(QUOTED PASSAGE):
What darkness demands
A real dark comedy about a crumbling marriage asks the audience to accept that love can turn to venom and keep going. It requires cruelty without a parachute. This film peeks over the cliff. It pulls us back to safety. You can almost feel the dial marked likability being turned with a worried hand when a scene threatens to push too hard. The screenplay lets characters apologize. The camera gives them gentle closeups when we need to be jolted. The score nudges. There is a sense of empathy at work, which is not a bad thing in life. It is rough on this kind of story.
That final scene
No spoilers here, but it is worth saying that the ending lands. It is bold. It is clean. It sticks the turn it chooses. The trouble is that the ending belongs to a harsher and more committed film than the one we just watched. It feels perfectly designed for a couple whose story has scorched away the last of the tenderness. The couple we have come to know still have embers. They still spark when they are in the same room. The resolution feels like a message from a parallel version of the movie that never talked itself out of risk.
What works
– The central performances. Colman and Cumberbatch find layers even in moments that could play as pure bit. They make attraction and animosity feel like parts of the same current.
– The language. McNamara’s lines snap. The sessions of carefully worded flaying are wicked fun.
– The early romance. The first meeting is credible and charming, which is rare.
– The concept of the house as battleground. Physical space as emotional scorecard is right on the mark.
What falters
– The tone. The film teases darkness but does not stay there. It comforts itself too fast.
– The visual approach. A story this charged could use composition that bites. Instead we get safe framing and gentle flow.
– The music cues. Too obvious, which turns scenes into quotes of other films rather than their own statements.
– The friends subplot. The styles do not blend, and the scenes add motion without momentum.

(Records from a dataset):
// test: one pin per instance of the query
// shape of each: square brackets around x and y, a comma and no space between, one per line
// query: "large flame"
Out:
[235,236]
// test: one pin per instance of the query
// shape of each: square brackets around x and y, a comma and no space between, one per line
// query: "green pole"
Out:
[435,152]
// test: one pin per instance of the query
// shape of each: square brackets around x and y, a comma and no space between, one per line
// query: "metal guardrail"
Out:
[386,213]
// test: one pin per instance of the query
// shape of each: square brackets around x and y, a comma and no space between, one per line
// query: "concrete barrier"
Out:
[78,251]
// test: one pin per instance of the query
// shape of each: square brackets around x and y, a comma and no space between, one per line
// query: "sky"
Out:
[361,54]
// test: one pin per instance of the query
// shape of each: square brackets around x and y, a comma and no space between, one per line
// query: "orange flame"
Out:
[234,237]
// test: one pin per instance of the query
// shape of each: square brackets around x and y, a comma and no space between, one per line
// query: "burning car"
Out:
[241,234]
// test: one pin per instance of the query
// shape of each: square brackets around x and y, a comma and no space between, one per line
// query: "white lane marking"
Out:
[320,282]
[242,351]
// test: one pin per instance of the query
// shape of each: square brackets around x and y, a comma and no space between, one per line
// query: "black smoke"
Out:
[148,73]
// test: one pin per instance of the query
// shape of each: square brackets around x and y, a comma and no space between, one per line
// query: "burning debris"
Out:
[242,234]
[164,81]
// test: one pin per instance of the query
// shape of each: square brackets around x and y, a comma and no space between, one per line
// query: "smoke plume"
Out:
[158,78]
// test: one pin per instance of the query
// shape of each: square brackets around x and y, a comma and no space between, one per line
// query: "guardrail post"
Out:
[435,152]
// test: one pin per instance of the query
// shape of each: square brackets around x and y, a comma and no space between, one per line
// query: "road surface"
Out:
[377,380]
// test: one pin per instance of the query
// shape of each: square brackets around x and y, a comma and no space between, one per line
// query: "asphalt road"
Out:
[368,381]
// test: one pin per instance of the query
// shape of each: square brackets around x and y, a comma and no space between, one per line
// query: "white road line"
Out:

(TASK STATEMENT):
Reproduce the passage of the film review that begins at the words "That final scene" and stops after the words "are wicked fun.".

(TASK SOLUTION):
That final scene
No spoilers here, but it is worth saying that the ending lands. It is bold. It is clean. It sticks the turn it chooses. The trouble is that the ending belongs to a harsher and more committed film than the one we just watched. It feels perfectly designed for a couple whose story has scorched away the last of the tenderness. The couple we have come to know still have embers. They still spark when they are in the same room. The resolution feels like a message from a parallel version of the movie that never talked itself out of risk.
What works
– The central performances. Colman and Cumberbatch find layers even in moments that could play as pure bit. They make attraction and animosity feel like parts of the same current.
– The language. McNamara’s lines snap. The sessions of carefully worded flaying are wicked fun.